* Extracted entries
******************************

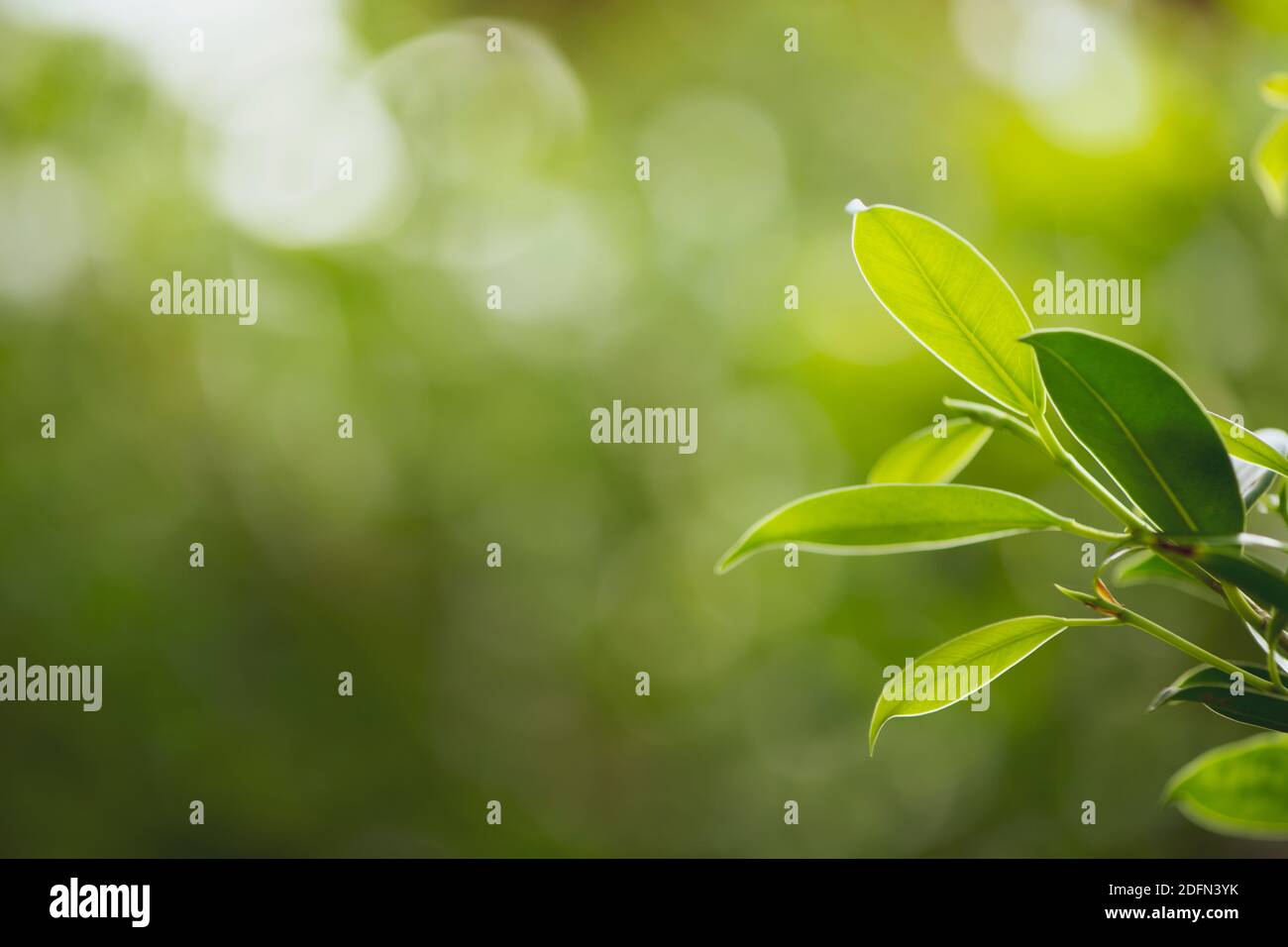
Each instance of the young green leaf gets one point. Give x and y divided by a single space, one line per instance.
923 458
1144 427
1274 89
1212 688
1265 449
893 518
957 669
1236 789
1256 479
1270 166
951 299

******************************

* Direction
Lay out all of the data above as a JSON list of strings, one string for each line, skipping blank lines and leaving out the picture.

* Response to this task
[
  "Each instance of the young green leaf gets one point. Give x and y divided by a single space, one line per instance.",
  "923 458",
  "1144 427",
  "1274 89",
  "1212 688",
  "1265 449",
  "893 518",
  "957 669",
  "1236 789",
  "1256 479",
  "1270 166",
  "951 299"
]